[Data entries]

————

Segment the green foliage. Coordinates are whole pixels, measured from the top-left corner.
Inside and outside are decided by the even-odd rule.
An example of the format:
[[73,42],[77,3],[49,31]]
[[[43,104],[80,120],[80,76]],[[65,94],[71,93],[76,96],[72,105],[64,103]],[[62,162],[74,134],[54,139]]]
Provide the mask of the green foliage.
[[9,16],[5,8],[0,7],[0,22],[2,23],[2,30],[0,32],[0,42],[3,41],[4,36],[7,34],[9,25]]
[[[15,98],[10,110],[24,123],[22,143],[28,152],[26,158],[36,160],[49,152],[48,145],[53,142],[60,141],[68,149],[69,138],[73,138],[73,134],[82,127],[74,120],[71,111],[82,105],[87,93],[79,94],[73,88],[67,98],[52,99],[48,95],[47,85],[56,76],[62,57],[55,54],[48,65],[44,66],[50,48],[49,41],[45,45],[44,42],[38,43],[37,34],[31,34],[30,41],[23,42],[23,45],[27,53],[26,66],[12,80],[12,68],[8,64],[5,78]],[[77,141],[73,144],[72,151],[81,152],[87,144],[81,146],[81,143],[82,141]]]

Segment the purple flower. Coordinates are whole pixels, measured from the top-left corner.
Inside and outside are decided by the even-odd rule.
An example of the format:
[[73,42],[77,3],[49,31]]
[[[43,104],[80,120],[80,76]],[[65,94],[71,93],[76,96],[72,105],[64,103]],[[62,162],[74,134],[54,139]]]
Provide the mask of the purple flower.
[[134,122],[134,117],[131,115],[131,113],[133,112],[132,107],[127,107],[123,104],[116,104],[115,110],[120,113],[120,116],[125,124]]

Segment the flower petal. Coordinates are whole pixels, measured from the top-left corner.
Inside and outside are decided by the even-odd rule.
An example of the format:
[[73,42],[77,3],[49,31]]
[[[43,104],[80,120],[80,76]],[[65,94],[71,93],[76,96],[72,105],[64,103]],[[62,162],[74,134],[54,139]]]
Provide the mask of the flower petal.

————

◆ **Aim of the exercise**:
Format the lines of the records above as a numbered list, leaving out the blank lines.

◆ **Answer in full**:
1. Segment the green foliage. Coordinates are whole pixels, measured from the top-left corner.
2. Inside and outside are decided by the even-odd rule.
3. An example of the format:
4. [[73,42],[77,3],[49,31]]
5. [[[43,104],[80,120],[80,76]],[[65,94],[71,93],[76,96],[72,105],[64,103]],[[62,162],[74,134],[54,139]]]
6. Provide the mask of the green foliage.
7. [[9,16],[5,8],[0,7],[0,22],[2,23],[2,30],[0,32],[0,42],[3,41],[4,36],[7,34],[9,25]]
8. [[[15,98],[10,110],[24,123],[22,143],[28,152],[26,158],[36,160],[49,152],[48,145],[53,142],[60,141],[68,149],[69,138],[73,138],[73,134],[82,127],[74,120],[71,111],[82,105],[87,93],[79,94],[73,88],[67,98],[52,99],[48,95],[47,85],[56,76],[62,57],[55,54],[48,65],[44,66],[50,48],[49,41],[45,45],[44,42],[38,43],[37,34],[31,34],[30,41],[23,42],[23,45],[27,53],[26,66],[12,80],[12,68],[8,64],[5,78]],[[77,141],[73,144],[72,151],[81,152],[87,144],[81,146],[81,143],[82,141]]]
9. Segment the purple flower. Coordinates are whole pixels, measured from the top-left corner.
10. Inside and outside are decided by the even-odd rule.
11. An example of the format:
12. [[73,42],[77,3],[49,31]]
13. [[[43,104],[80,120],[80,76]],[[65,94],[71,93],[76,96],[72,105],[64,103]],[[62,162],[74,134],[54,139]]]
14. Provide the mask of the purple flower.
15. [[134,122],[134,117],[131,115],[131,113],[133,112],[132,107],[127,107],[123,104],[116,104],[115,110],[120,113],[120,116],[125,124]]
16. Segment the flower petal. Coordinates are whole pixels, measured from the top-left corner.
17. Inside and outside are decided by the even-odd rule.
18. An example of the format:
19. [[73,42],[77,3],[49,31]]
20. [[[43,104],[80,120],[80,76]],[[65,94],[71,93],[76,96],[72,105],[64,103]],[[62,162],[74,134],[54,139]]]
21. Provide the mask of the flower petal.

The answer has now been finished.